Find all lines in the records that include the word "straight", and copy them out.

(Collected data entries)
┄┄┄┄┄┄┄┄┄┄┄┄┄┄┄┄┄┄┄┄

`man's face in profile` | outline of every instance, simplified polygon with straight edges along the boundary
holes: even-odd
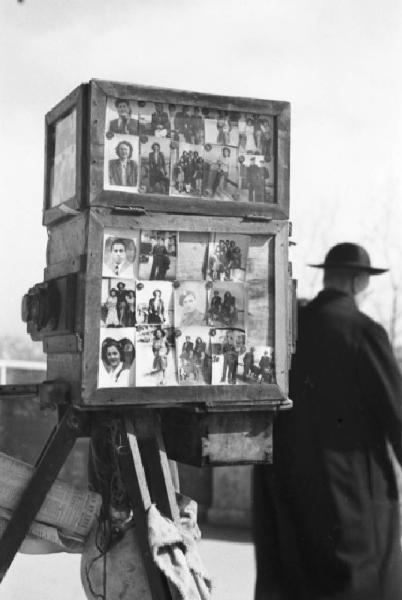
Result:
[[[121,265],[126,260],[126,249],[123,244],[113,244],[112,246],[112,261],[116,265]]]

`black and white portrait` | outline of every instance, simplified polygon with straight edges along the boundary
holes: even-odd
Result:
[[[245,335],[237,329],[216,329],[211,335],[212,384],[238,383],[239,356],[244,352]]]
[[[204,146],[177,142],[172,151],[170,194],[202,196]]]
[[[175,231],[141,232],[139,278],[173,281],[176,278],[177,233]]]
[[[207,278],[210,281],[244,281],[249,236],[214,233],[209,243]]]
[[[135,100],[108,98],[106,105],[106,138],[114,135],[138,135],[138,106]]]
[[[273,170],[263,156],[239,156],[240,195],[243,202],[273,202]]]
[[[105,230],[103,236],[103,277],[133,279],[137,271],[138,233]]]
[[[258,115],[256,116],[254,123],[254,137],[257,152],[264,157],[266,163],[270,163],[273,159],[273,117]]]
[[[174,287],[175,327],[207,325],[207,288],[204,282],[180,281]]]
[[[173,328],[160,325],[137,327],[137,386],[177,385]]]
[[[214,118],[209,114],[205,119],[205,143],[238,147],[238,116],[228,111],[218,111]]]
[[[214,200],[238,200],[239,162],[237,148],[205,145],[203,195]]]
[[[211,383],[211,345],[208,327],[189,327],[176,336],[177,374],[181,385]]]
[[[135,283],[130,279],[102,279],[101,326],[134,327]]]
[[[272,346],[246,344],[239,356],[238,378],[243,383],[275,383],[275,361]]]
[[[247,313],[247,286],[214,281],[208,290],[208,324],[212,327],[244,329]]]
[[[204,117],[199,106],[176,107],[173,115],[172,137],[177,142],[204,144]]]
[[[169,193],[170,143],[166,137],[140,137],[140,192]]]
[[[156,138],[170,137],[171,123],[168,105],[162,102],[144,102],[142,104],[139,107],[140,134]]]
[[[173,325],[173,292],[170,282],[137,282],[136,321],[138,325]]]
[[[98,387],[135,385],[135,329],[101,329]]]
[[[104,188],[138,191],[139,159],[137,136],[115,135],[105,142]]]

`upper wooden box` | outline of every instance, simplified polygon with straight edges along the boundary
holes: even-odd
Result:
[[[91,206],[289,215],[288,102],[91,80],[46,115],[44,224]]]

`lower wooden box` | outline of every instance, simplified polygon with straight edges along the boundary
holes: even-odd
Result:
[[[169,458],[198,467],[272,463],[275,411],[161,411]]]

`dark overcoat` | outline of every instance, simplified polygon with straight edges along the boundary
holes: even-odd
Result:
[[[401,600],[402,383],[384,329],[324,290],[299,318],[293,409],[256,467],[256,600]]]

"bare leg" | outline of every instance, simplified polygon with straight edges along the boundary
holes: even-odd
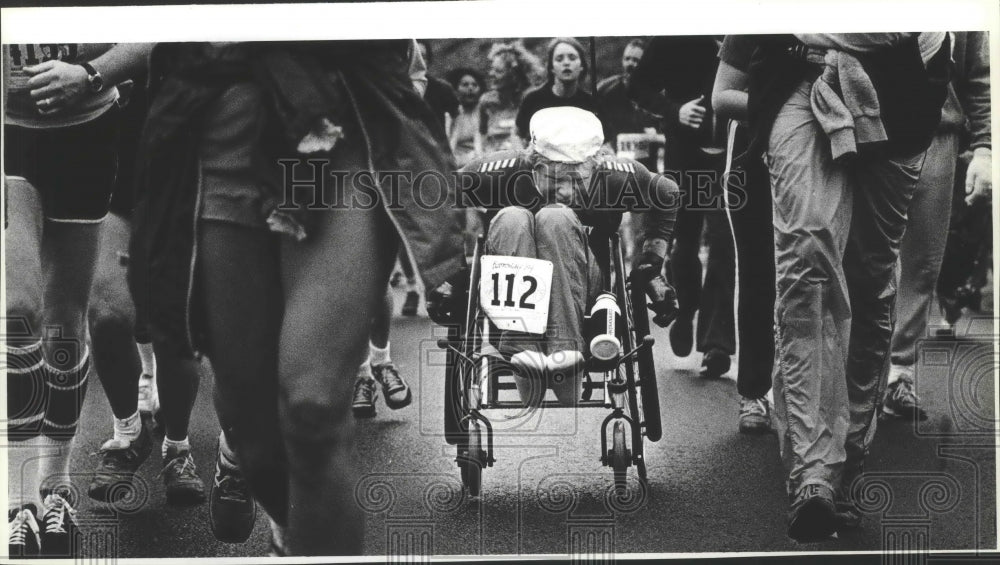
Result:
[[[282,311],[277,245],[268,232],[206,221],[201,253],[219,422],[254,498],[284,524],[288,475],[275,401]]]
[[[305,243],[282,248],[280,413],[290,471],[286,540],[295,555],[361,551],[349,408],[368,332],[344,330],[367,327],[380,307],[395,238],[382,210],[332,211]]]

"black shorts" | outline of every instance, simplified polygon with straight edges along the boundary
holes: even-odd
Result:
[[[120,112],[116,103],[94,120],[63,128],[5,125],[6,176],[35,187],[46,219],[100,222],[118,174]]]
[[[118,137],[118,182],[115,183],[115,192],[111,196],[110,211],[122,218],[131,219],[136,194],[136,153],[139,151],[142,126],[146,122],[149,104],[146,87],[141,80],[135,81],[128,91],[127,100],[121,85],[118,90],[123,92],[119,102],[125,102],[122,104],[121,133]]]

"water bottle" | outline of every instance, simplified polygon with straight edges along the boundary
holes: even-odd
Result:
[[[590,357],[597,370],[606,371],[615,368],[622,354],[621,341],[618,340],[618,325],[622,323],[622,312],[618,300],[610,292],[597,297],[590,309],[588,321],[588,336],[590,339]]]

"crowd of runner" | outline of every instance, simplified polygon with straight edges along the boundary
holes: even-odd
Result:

┄┄┄┄┄┄┄┄┄┄┄┄┄┄┄┄┄┄┄┄

- Exercise output
`man's face in profile` | outline of every instance, simplified polygon with straight edges along the boundary
`black and white portrait` | outline of every instance, simplified polygon with straight edges along the boundary
`upper wooden box` | outline of every instance, simplified polygon with straight edges along the boundary
`lower wooden box` | outline of every instance, simplified polygon with straight edges along the boundary
`dark overcoat` | outline of every instance, simplified polygon with straight edges along the boundary
"bare leg" | outline of every instance, simplified polygon with straight edges along the boundary
"black shorts" | outline of every instance, simplified polygon with straight edges along the boundary
"water bottle" | outline of every instance, simplified polygon with straight edges along the boundary
"crowd of runner" | outline of every instance, simplified polygon with straight edges along the boundary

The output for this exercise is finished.